─── ANGEZEIGTER TEXT ───
Science Slam im Lido Berlin

BLOG: Science@Stage

Wissenschaft im Rampenlicht
Science@Stage

Science Slam heißt: Wissenschaftler stellen ihre Forschungsergebnisse auf unterhaltsame Weise vor. Jeder, der etwas zu erzählen hat, kann – ohne Gage selbstverständlich – auftreten, und es gibt nur eine Regel: Es darf nicht länger als 10min dauern. Am 3.6. war es im Lido in Berlin mal wieder soweit.

Der Lido selbst war wegen des guten Wetters an diesem Abend leider nur spärlich befüllt, da nur etwa 150 Zuschauer die Darbietungen verfolgten. Für diese geringe Zuschauerzahl aber ist der Raum im Lido eindeutig zu groß, so daß Slammer und Publikum letztlich entrückt sind: Es herrschte kaum Kontakt und die eigentlich bei jedem Slam intendierte Interaktion war nicht möglich, da die Slammer auf einer Theaterbühne standen, hoch über und weit entfernt vom Publikum. Dieser Effekt tritt aber wohl immer auf – unabhängig davon, wie voll es wirklich ist. Die halbe Höhe der Bühne und die halbe Fläche hätten die Stimmung sicher gehoben.
Die Slammer selbst kamen dieses Mal aus der gesamten Republik und nur drei Slammer kamen aus Berlin. Hier hatte sich die Organisatorin viel Mühe gegeben, ihr line-up zu komplettieren. Mit sechs Vortragenden waren der Slam gut bestückt und wesentlich mehr Themen kann man als Zuschauer auch an einem abend kaum aufnehmen. Alle Slammer waren männlich. Das Publikum hätte sich jedoch eine andere Verteilung gewünscht, aber das weibliche Hamburger Duo aus Organisatorin Julia Offe und Moderatorin Friederike Moldenhauer kann Frauen natürlich nicht zwingen, ihre Arbeiten auf der Bühne zu präsentieren. Die Riege der Slammer war mit Felix Büsching von der TU Braunschweig und Andre Lampe von der Uni Bielefeld recht professionell besetzt. Felix Büsching hat schon in Braunschweig Erfahrungen im Science Slam gesammelt und Andre Lampe nennt die Poetry Slam Bühne seit 4 Jahren sein zu Hause. Doch im Science Slam ist wie im Poetry Slam alles möglich und das Rennen machte dieses Mal Fabian Hemmert in der Rolle des underdog mit einem Vortrag ohne elektronische Hilfsmittel über die Rolle des Ulmensterbens für die Entwicklung unserer Zivilisation – ein für mein Verständnis völlig zu Recht abgeräumter Titel für eine tolle live-performance!
───
* _ZU ERLEDIGEN_:
**A.** Ersetze im Blogbeitrag über den Science Slam „Wissenschaftler“ durch „Forschende“ und gib den Abschnitt beginnend mit „BLOG: Science@Stage“ und weiter bis einschließlich „mal wieder soweit.“ wieder.
**B.** Wer gewann laut dem Blogbeitrag über den Science Slam an diesem Abend, und worüber sprach er?
─── AUFGELISTETE EINTRÄGE ───
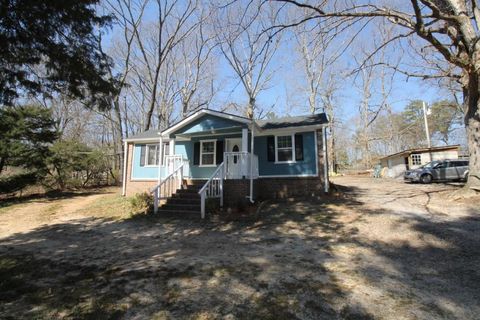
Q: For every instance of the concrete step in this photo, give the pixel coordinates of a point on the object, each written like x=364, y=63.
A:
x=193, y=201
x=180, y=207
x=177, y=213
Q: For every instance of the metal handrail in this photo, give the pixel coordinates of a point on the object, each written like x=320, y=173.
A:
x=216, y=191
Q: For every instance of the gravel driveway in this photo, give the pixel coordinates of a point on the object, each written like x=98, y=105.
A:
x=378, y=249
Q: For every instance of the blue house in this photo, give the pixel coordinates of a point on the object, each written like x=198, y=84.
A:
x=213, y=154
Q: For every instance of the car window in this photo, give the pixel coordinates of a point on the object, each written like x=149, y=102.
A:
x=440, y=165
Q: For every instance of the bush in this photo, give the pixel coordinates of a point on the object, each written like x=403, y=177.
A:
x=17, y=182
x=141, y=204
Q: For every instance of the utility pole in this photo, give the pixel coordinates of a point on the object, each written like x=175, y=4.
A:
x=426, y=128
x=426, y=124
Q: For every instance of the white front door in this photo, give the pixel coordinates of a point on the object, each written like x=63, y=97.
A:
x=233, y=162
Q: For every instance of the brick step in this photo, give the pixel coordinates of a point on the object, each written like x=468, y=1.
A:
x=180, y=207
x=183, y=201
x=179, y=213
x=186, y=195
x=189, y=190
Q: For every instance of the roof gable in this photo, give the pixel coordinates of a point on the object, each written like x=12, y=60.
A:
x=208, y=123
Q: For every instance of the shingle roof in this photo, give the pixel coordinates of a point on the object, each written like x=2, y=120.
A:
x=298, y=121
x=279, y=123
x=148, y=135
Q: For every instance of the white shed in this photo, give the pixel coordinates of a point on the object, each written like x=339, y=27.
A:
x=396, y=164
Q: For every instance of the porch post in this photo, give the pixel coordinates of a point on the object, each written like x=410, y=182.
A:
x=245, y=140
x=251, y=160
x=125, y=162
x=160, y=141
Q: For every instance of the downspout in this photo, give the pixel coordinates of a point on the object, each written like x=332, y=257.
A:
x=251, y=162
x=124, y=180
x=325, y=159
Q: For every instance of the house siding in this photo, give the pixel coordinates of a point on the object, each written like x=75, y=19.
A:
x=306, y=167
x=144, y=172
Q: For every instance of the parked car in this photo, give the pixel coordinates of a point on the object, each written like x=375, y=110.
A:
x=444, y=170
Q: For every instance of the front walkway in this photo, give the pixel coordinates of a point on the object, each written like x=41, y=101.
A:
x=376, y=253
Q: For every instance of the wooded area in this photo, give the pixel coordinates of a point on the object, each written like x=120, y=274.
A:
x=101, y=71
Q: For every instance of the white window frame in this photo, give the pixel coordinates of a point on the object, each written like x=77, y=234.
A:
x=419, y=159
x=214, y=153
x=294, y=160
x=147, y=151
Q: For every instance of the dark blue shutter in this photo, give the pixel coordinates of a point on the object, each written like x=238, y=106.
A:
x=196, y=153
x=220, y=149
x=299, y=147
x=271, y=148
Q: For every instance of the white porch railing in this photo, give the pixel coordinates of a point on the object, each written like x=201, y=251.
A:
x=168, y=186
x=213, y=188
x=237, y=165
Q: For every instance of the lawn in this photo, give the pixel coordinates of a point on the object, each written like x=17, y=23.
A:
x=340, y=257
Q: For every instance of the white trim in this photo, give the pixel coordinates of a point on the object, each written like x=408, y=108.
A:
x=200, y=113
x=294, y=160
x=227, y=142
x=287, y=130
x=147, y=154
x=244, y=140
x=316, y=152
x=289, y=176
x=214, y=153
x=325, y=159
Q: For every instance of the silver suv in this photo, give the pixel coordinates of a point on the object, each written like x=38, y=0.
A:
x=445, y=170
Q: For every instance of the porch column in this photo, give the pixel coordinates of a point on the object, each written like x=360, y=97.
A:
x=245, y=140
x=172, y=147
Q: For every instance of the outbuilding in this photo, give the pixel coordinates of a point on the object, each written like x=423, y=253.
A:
───
* _ANTWORTEN JE AUFGABE_:
**A.**
BLOG: Science@Stage

Wissenschaft im Rampenlicht
Science@Stage

Science Slam heißt: Forschende stellen ihre Forschungsergebnisse auf unterhaltsame Weise vor. Jeder, der etwas zu erzählen hat, kann – ohne Gage selbstverständlich – auftreten, und es gibt nur eine Regel: Es darf nicht länger als 10min dauern. Am 3.6. war es im Lido in Berlin mal wieder soweit.

**B.** Fabian Hemmert gewann mit einem Vortrag über die Rolle des Ulmensterbens für die Entwicklung unserer Zivilisation.